▶ **WORK TO BE COMPLETED**: Reproduce the passage of the piece on word choices during the Boston events, starting with "Being quite interested" and going on through "on its own.".

▶ **PROVIDED TEXT**:
────────────────────────────────────────
Tragic events in Boston last week.
Being quite interested in language, a couple of things about the use of words caught my eye as events unfolded.
This is something I’ve noticed before, during all-too-often incidents in the US: the term they now use is “active shooter”. In this case it was at MIT, where a policeman was killed — it’s suspected by the bombers.
LiveLeak.com: BREAKING: Active Shooter at MIT
In Australia we’d probably say there’s a gunman on the loose (it’s almost always a bloke, right?) or in terms of an armed and dangerous suspect. Perhaps it’s because the sight of any gun in the hands of a civilian in a public area is so rare in Australia that we haven’t developed such succinct shorthand.
Also in the US, “gunman” might have different connotations. So might “shooter” (which is less gender-specific) on its own.
────────────────────────────────────────
▶ **DATA PROVIDED**:

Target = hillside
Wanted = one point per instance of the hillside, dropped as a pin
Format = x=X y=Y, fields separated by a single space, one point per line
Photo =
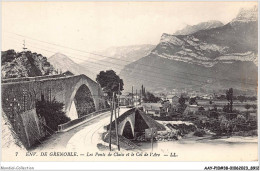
────────────────────────────────────────
▶ **FINAL RESULT**:
Being quite interested in language, a couple of things about the use of words caught my eye as events unfolded.
This is something I’ve noticed before, during all-too-often incidents in the US: the term they now use is “active shooter”. In this case it was at MIT, where a policeman was killed — it’s suspected by the bombers.
LiveLeak.com: BREAKING: Active Shooter at MIT
In Australia we’d probably say there’s a gunman on the loose (it’s almost always a bloke, right?) or in terms of an armed and dangerous suspect. Perhaps it’s because the sight of any gun in the hands of a civilian in a public area is so rare in Australia that we haven’t developed such succinct shorthand.
Also in the US, “gunman” might have different connotations. So might “shooter” (which is less gender-specific) on its own.